Quoted passage
== Segment start ==

We could laugh. We could cry for them. I’m really not sure the proper response. It’s hard not to feel an acute sadness for such a deep delusion, but there are worthier causes for our sympathies at Christmastime: those forced to kick slush, huddled in the cold or who are alienated in other ways from their families, even separated from them by death or disease. To those lacking in material security, material security must be given, but both they and the materially-comfortable may also suffer from spiritual affliction, especially around the holidays, which can be a particularly painful time. This causes one to consider the origin story of our very fine and just festivities; a homeless king being born in an outpost somewhere at the end of the world.
To those suffering from destitution or depression, we absolutely must offer assistance, especially at Christmastime, but the Santa Deniers, smug fools who think science and dialectical materialism are who bring them gifts — well, they might just be beyond our help. There are many who even believe the story about the little town of Bethlemen yet still deny dear Sinterklaas. Not everyone who puts up a manger is a wise man; many are morons. However, jolly old Saint Nicholas would be glad to put everyone on the Nice list all the same, if only they believe. Don’t hold your breath. We live in a stupendously superstitious time, and people hold as fast to their illusions as a nervous mother squeezing her child’s hand in a parking lot. You can lead a horse to water and so on.

== Segment end ==

Required work
1. According to the Christmas passage, what is the origin story of the festivities?
2. Quote everything in the Christmas passage from "To those suffering" down to "water and so on.".
3. Write what comes next in the passage about Santa Deniers, starting after its final sentence.

[Saved entries]
== Segment start ==

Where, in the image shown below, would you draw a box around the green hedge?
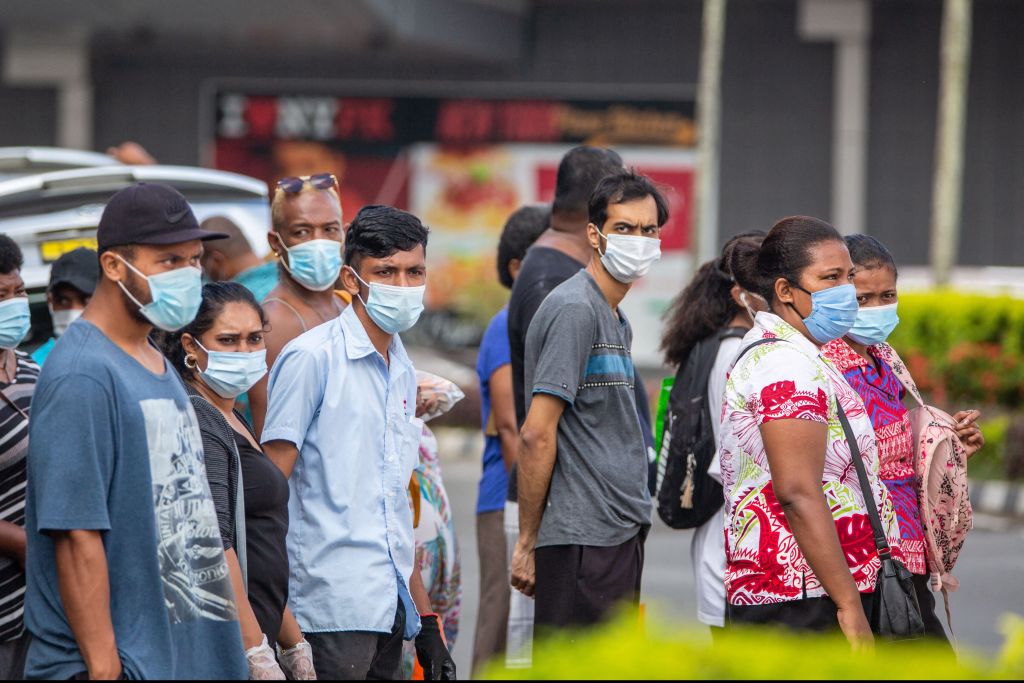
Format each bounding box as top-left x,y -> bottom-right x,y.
890,290 -> 1024,410
485,613 -> 1024,681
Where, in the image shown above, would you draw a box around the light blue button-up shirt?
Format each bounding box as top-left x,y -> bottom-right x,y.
262,306 -> 423,639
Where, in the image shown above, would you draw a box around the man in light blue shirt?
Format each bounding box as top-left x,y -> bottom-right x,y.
262,206 -> 455,680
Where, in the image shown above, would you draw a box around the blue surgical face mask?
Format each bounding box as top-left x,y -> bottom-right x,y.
196,339 -> 266,398
790,285 -> 858,344
118,256 -> 203,332
846,303 -> 899,346
352,269 -> 427,335
281,240 -> 341,292
0,296 -> 32,348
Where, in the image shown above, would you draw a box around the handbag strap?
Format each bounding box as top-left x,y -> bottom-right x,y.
0,387 -> 29,420
836,403 -> 892,559
188,391 -> 249,590
872,343 -> 925,405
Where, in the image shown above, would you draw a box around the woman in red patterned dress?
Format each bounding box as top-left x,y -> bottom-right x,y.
720,216 -> 899,647
821,234 -> 985,642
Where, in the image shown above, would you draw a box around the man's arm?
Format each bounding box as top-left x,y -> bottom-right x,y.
260,339 -> 329,477
512,393 -> 565,596
488,364 -> 519,472
53,530 -> 121,680
263,439 -> 299,478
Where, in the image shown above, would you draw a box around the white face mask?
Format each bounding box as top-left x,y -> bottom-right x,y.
739,292 -> 768,323
598,232 -> 662,285
50,308 -> 85,337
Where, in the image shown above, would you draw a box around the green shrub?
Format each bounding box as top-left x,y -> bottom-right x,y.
485,613 -> 1024,680
968,416 -> 1010,479
890,290 -> 1024,409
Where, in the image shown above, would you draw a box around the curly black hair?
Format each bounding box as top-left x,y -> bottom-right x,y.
345,205 -> 430,268
154,283 -> 267,380
498,206 -> 551,289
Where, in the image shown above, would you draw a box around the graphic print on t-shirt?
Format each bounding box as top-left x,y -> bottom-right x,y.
140,398 -> 238,624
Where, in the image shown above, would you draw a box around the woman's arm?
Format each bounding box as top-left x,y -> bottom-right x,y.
761,419 -> 873,647
488,364 -> 519,472
0,521 -> 26,568
224,548 -> 263,650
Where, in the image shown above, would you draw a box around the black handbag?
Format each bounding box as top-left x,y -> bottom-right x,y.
836,399 -> 925,641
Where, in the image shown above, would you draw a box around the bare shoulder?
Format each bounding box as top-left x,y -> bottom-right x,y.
263,301 -> 303,362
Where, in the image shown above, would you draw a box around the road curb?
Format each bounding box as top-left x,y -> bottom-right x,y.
970,479 -> 1024,518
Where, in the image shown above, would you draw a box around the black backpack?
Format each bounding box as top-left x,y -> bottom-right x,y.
654,328 -> 746,528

== Segment end ==

Answers to the tasks
1. A homeless king being born in an outpost somewhere at the end of the world.

2.
To those suffering from destitution or depression, we absolutely must offer assistance, especially at Christmastime, but the Santa Deniers, smug fools who think science and dialectical materialism are who bring them gifts — well, they might just be beyond our help. There are many who even believe the story about the little town of Bethlemen yet still deny dear Sinterklaas. Not everyone who puts up a manger is a wise man; many are morons. However, jolly old Saint Nicholas would be glad to put everyone on the Nice list all the same, if only they believe. Don’t hold your breath. We live in a stupendously superstitious time, and people hold as fast to their illusions as a nervous mother squeezing her child’s hand in a parking lot. You can lead a horse to water and so on.

3.
Before noted torch-singer and eponymous veal aficionado Frank Sinatra torched “Have Yourself a Merry Little Christmas” by mandating a lyric change on the grounds that the original, as performed by Judy Garland, was too glum, the lyrics were, “Someday soon, we all will be together/If the fates allow/Until then, we’ll have to muddle through somehow.” Muddle through this year indeed, but going forward, it’s time to part with such muddleheaded thinkers as those who would make us believe that a global economic and moral conspiracy, which has infiltrated even our own homes, is somehow more believable than Santa existing. There are more things at the North Pole than are dreamt of in their philosophy. Therefore, let us not bother anymore with the petty whining of the Santa Deniers, and instead turn our attention to more pressing topics: charity and joy and movies and cookies. As it stands now, the poor Deniers stand in a blizzard and watch the roaring party through a window. I have a feeling they will come in soon enough when they realize how fun it is. The door’s always open.